- **What the task asks**
Please set down, word for word, the part of the WaveNet passage below that starts with the words "WaveNet is a" and ends after the words "prediction steps [2].".

- **Text shown**
########

The original model was authored by Aaron van den Oord, Sander Dieleman, Heiga Zen, Karen Simonyan, Oriol Vinyals, Alex Graves, Nal Kalchbrenner, Andrew Senior, and Koray Kavukcuoglu [1]. The same core team later produced the faster successor, Parallel WaveNet, that made the approach practical to run in real products.
Before WaveNet, production text-to-speech relied on two dominant families of methods. Concatenative synthesis stitched together short fragments of recorded human speech drawn from a large database. It could sound natural within a fragment, but it was difficult to modify, demanded a large recorded corpus per voice, and tended to produce audible glitches at the joins between units. Parametric synthesis instead generated speech from a statistical model, often a hidden Markov model or, later, a recurrent neural network, that drove a signal-processing component called a vocoder. Parametric systems were more flexible and compact, but the resulting audio usually sounded more muffled and less natural than concatenative output [2].
Both approaches shared a basic limitation. They assembled or shaped speech out of pre-built pieces or hand-designed signal representations rather than modelling the audio signal itself. WaveNet broke from that tradition by treating the raw waveform as the thing to be learned and generated directly.
WaveNet is a fully probabilistic, autoregressive model. It defines the joint probability of an audio waveform as a product of conditional probabilities, where the distribution for each sample is conditioned on all of the previous samples [1]. Generation therefore proceeds sample by sample: the network predicts a probability distribution over the next sample, a value is drawn from it, that value is fed back as input, and the process repeats. Speech is typically modelled at 16,000 samples per second, so a single second of audio requires sixteen thousand of these sequential prediction steps [2].

########

- **Extracted records**
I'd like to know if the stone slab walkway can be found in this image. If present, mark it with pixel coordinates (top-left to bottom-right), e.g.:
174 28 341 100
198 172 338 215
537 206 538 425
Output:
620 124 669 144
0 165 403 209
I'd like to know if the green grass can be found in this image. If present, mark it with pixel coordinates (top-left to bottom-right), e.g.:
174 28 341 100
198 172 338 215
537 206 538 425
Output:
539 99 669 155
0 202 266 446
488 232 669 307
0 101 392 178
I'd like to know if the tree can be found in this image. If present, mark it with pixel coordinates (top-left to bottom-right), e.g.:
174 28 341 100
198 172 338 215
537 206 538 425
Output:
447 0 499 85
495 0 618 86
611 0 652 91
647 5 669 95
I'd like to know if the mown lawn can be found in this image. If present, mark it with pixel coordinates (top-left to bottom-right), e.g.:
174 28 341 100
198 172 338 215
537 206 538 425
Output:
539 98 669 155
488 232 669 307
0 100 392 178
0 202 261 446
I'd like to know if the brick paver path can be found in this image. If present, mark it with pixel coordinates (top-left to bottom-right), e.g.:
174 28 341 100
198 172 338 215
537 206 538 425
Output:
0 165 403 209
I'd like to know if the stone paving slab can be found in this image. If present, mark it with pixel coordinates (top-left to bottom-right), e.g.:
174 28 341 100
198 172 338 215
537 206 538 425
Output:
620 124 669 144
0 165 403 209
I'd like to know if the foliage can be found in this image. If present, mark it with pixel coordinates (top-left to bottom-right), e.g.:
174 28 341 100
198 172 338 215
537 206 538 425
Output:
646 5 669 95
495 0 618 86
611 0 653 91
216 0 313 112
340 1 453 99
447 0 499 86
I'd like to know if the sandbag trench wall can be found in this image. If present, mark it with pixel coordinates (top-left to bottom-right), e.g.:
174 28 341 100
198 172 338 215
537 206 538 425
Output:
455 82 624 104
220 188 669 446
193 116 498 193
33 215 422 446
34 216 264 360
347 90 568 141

########

- **Answer to the exercise**
WaveNet is a fully probabilistic, autoregressive model. It defines the joint probability of an audio waveform as a product of conditional probabilities, where the distribution for each sample is conditioned on all of the previous samples [1]. Generation therefore proceeds sample by sample: the network predicts a probability distribution over the next sample, a value is drawn from it, that value is fed back as input, and the process repeats. Speech is typically modelled at 16,000 samples per second, so a single second of audio requires sixteen thousand of these sequential prediction steps [2].